AIM — Convert all of the items below into a two-column CSV with the header columns instruction and response, one row per item. Put each item's text and its answer in a single quoted field each, with line breaks replaced by spaces, and leave the pictures out.

[Source items]
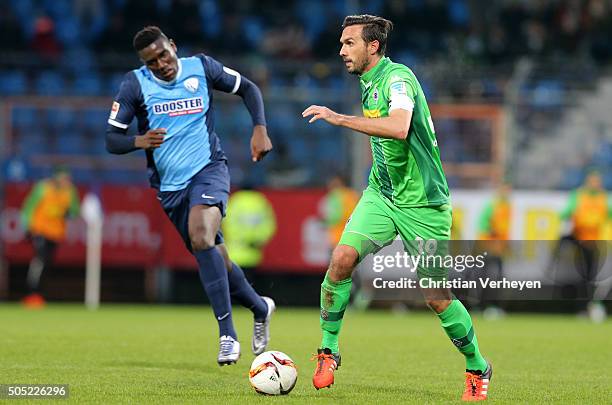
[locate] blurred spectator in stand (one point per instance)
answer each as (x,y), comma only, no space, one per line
(113,39)
(249,225)
(185,22)
(45,212)
(91,15)
(494,232)
(338,204)
(287,41)
(11,32)
(587,214)
(44,41)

REPLY —
instruction,response
"[locate] blurred spectator in stand (one point per instance) answer each as (x,y), comma only, no space, one per line","(113,39) (249,225) (185,22) (45,212) (91,15) (494,232) (338,204) (287,41) (11,32) (587,214) (44,41)"